Work instructions.
Transcribe exactly the line that contains "phrase -- tent canopy" and every line after it to the end of the entries, and nothing more.

Data shown.
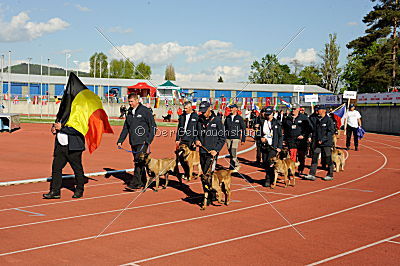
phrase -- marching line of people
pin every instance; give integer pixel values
(207, 133)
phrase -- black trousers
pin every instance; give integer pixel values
(349, 131)
(139, 178)
(267, 154)
(326, 156)
(206, 162)
(62, 156)
(302, 147)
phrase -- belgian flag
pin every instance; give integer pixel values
(83, 110)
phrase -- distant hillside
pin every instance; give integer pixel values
(35, 70)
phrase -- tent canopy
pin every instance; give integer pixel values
(168, 90)
(142, 89)
(168, 84)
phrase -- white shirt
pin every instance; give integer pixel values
(268, 132)
(186, 121)
(62, 138)
(352, 118)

Solution below.
phrase -- tent canopy
pin every instance; give integer pixel values
(168, 90)
(142, 89)
(168, 84)
phrase -- white shirt
pin every instance; give integer pixel values
(268, 132)
(186, 121)
(62, 138)
(352, 118)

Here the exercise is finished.